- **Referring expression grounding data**

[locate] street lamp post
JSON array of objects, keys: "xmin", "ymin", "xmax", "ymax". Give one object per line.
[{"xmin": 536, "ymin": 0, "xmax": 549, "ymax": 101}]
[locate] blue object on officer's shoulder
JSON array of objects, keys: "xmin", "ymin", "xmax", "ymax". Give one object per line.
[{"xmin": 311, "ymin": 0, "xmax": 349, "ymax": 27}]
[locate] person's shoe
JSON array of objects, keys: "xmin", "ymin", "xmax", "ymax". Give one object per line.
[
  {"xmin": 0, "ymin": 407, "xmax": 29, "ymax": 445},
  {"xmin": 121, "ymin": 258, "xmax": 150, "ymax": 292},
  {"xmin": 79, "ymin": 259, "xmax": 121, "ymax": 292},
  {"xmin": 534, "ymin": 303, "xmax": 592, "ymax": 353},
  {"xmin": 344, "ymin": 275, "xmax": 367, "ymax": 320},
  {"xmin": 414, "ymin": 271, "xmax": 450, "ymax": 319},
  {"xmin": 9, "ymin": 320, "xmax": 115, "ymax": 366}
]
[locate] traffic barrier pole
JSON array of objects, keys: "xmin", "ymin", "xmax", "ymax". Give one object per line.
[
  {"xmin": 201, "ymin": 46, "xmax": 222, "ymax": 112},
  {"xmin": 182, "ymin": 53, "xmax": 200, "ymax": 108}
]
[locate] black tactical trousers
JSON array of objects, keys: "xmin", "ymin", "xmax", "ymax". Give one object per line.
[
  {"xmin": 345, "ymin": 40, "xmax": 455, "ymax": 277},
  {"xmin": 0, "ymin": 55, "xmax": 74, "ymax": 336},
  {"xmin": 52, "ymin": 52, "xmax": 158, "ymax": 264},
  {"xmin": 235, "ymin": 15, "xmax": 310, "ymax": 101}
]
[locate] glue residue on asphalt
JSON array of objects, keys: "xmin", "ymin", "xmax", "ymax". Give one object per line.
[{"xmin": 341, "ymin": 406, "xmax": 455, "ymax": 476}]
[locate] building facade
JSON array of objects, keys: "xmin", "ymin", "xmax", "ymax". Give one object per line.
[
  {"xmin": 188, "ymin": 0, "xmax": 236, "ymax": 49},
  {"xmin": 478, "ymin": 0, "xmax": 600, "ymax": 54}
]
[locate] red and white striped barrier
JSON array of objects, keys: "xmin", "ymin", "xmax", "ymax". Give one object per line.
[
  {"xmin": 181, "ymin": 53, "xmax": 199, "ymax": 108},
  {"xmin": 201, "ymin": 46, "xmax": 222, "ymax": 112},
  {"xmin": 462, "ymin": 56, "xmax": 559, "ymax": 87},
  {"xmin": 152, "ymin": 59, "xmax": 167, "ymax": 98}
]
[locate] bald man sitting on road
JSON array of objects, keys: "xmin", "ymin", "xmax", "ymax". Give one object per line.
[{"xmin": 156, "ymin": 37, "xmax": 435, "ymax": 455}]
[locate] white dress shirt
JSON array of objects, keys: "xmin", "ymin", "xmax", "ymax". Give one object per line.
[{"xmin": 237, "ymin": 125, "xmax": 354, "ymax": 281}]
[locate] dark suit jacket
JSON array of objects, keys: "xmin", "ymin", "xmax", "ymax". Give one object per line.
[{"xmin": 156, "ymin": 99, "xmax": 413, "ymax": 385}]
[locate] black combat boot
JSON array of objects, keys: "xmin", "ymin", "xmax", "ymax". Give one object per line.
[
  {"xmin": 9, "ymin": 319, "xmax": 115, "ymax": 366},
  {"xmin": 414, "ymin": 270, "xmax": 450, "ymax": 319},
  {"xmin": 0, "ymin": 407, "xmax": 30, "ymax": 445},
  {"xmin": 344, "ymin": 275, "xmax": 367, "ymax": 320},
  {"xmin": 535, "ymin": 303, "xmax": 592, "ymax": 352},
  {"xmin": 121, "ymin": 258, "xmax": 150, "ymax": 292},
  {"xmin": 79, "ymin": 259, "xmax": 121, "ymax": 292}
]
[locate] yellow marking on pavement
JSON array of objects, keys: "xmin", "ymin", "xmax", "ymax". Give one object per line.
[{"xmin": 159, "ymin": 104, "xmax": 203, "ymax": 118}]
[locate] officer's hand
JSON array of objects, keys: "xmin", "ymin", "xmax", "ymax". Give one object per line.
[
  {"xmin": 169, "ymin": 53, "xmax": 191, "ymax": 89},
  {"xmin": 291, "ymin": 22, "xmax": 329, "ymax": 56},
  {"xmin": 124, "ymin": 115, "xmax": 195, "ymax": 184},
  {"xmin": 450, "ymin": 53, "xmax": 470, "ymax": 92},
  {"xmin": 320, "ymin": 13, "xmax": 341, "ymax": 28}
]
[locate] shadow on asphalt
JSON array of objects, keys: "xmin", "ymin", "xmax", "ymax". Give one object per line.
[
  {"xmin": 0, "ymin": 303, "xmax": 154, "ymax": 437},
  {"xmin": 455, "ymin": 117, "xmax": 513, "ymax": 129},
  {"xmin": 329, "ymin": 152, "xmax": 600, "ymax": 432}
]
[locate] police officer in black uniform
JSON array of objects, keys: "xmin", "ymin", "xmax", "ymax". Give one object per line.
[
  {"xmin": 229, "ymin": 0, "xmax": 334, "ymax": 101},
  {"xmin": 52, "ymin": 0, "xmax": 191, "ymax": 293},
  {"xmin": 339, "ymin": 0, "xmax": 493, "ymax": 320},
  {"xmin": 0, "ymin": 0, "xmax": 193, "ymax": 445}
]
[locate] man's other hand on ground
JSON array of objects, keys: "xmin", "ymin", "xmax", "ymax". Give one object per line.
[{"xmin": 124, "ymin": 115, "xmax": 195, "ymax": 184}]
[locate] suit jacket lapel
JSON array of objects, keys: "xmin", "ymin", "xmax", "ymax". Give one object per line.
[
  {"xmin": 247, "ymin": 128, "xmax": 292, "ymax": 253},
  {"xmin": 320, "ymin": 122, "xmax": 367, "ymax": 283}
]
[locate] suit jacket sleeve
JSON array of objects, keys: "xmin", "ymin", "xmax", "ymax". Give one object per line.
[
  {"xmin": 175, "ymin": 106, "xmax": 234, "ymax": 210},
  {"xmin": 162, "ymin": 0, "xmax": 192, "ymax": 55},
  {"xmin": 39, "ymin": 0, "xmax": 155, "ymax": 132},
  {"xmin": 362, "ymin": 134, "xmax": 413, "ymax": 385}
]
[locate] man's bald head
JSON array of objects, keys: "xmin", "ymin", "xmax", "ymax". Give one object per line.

- **Problem to work on**
Exactly as they appear above, print all the entries.

- **Response for this exercise**
[locate] street lamp post
JSON array of objects, keys: "xmin", "ymin", "xmax", "ymax". Give one object per line.
[{"xmin": 536, "ymin": 0, "xmax": 549, "ymax": 101}]
[locate] blue object on officer's shoulder
JSON array of objects, keys: "xmin", "ymin", "xmax", "ymax". Give one object per line.
[{"xmin": 311, "ymin": 0, "xmax": 349, "ymax": 27}]
[locate] person's shoe
JSON array of objects, keys: "xmin", "ymin", "xmax", "ymax". Give one object per line.
[
  {"xmin": 0, "ymin": 407, "xmax": 29, "ymax": 445},
  {"xmin": 121, "ymin": 258, "xmax": 150, "ymax": 292},
  {"xmin": 79, "ymin": 259, "xmax": 121, "ymax": 292},
  {"xmin": 534, "ymin": 303, "xmax": 592, "ymax": 353},
  {"xmin": 344, "ymin": 275, "xmax": 367, "ymax": 320},
  {"xmin": 414, "ymin": 271, "xmax": 450, "ymax": 319},
  {"xmin": 9, "ymin": 320, "xmax": 115, "ymax": 366}
]
[locate] traffic barrier pole
JSON array of objects, keys: "xmin", "ymin", "xmax", "ymax". Give one object per line.
[
  {"xmin": 201, "ymin": 46, "xmax": 222, "ymax": 112},
  {"xmin": 182, "ymin": 53, "xmax": 200, "ymax": 108}
]
[locate] black tactical trousers
JSON array of objects, keys: "xmin", "ymin", "xmax", "ymax". Give one object per line.
[
  {"xmin": 345, "ymin": 40, "xmax": 455, "ymax": 277},
  {"xmin": 0, "ymin": 55, "xmax": 74, "ymax": 336},
  {"xmin": 52, "ymin": 52, "xmax": 158, "ymax": 264},
  {"xmin": 235, "ymin": 15, "xmax": 310, "ymax": 101}
]
[locate] glue residue on asphalt
JSON array of objects, keys: "xmin", "ymin", "xmax", "ymax". Give one object per line.
[{"xmin": 341, "ymin": 406, "xmax": 455, "ymax": 476}]
[locate] building facade
JSON array of objects, keys: "xmin", "ymin", "xmax", "ymax". Give one object per line.
[
  {"xmin": 188, "ymin": 0, "xmax": 236, "ymax": 49},
  {"xmin": 478, "ymin": 0, "xmax": 600, "ymax": 54}
]
[locate] red and white striped barrier
JSON array of objects, keys: "xmin", "ymin", "xmax", "ymax". Give one object per line.
[
  {"xmin": 181, "ymin": 53, "xmax": 199, "ymax": 108},
  {"xmin": 201, "ymin": 46, "xmax": 222, "ymax": 112},
  {"xmin": 462, "ymin": 56, "xmax": 559, "ymax": 87},
  {"xmin": 152, "ymin": 59, "xmax": 167, "ymax": 98}
]
[locate] bald man sitting on road
JSON array of objects, keys: "xmin", "ymin", "xmax", "ymax". Give one object per line.
[{"xmin": 156, "ymin": 37, "xmax": 435, "ymax": 455}]
[locate] white dress shirt
JSON array of objects, keys: "xmin", "ymin", "xmax", "ymax". Give one object per line.
[{"xmin": 237, "ymin": 125, "xmax": 354, "ymax": 281}]
[locate] dark suit jacket
JSON array of objects, keys: "xmin", "ymin", "xmax", "ymax". Give one object per line.
[{"xmin": 156, "ymin": 99, "xmax": 413, "ymax": 385}]
[locate] black combat boot
JSON array of objects, keys: "xmin", "ymin", "xmax", "ymax". Give one object per line.
[
  {"xmin": 9, "ymin": 319, "xmax": 115, "ymax": 366},
  {"xmin": 414, "ymin": 270, "xmax": 450, "ymax": 319},
  {"xmin": 0, "ymin": 407, "xmax": 30, "ymax": 445},
  {"xmin": 344, "ymin": 275, "xmax": 367, "ymax": 320},
  {"xmin": 535, "ymin": 303, "xmax": 592, "ymax": 352},
  {"xmin": 121, "ymin": 258, "xmax": 150, "ymax": 292},
  {"xmin": 79, "ymin": 259, "xmax": 121, "ymax": 292}
]
[locate] yellow marking on pavement
JSON array of objects, keys: "xmin", "ymin", "xmax", "ymax". Give one object per line.
[{"xmin": 159, "ymin": 104, "xmax": 203, "ymax": 118}]
[locate] officer's hand
JSON array of objects, keys: "xmin", "ymin", "xmax", "ymax". Give one object per line.
[
  {"xmin": 169, "ymin": 53, "xmax": 191, "ymax": 89},
  {"xmin": 291, "ymin": 22, "xmax": 329, "ymax": 56},
  {"xmin": 124, "ymin": 115, "xmax": 195, "ymax": 184},
  {"xmin": 450, "ymin": 53, "xmax": 470, "ymax": 92},
  {"xmin": 320, "ymin": 13, "xmax": 341, "ymax": 28}
]
[locate] shadow on asphalt
JSON array of objects, keys: "xmin", "ymin", "xmax", "ymax". Give one object per line.
[
  {"xmin": 0, "ymin": 303, "xmax": 154, "ymax": 437},
  {"xmin": 455, "ymin": 117, "xmax": 513, "ymax": 129},
  {"xmin": 329, "ymin": 152, "xmax": 600, "ymax": 432}
]
[locate] police officer in black uniform
JSON array of objects, keys: "xmin", "ymin", "xmax", "ymax". Give one object per line.
[
  {"xmin": 229, "ymin": 0, "xmax": 334, "ymax": 101},
  {"xmin": 52, "ymin": 0, "xmax": 191, "ymax": 293},
  {"xmin": 339, "ymin": 0, "xmax": 493, "ymax": 320},
  {"xmin": 0, "ymin": 0, "xmax": 193, "ymax": 445}
]
[locate] man's other hand on ground
JSON array of objects, keys: "xmin", "ymin", "xmax", "ymax". Give one object per line.
[{"xmin": 124, "ymin": 115, "xmax": 195, "ymax": 184}]
[locate] suit jacket lapel
JSON array of objects, keys: "xmin", "ymin", "xmax", "ymax". Give one object per line.
[
  {"xmin": 247, "ymin": 128, "xmax": 292, "ymax": 253},
  {"xmin": 320, "ymin": 122, "xmax": 367, "ymax": 283}
]
[locate] suit jacket sleeve
JSON array of objects, keys: "xmin", "ymin", "xmax", "ymax". Give one object per line.
[
  {"xmin": 175, "ymin": 106, "xmax": 234, "ymax": 210},
  {"xmin": 162, "ymin": 0, "xmax": 192, "ymax": 55},
  {"xmin": 39, "ymin": 0, "xmax": 155, "ymax": 132},
  {"xmin": 362, "ymin": 134, "xmax": 413, "ymax": 385}
]
[locate] man's bald head
JSON array of objects, keys: "xmin", "ymin", "xmax", "ymax". Give one object per line.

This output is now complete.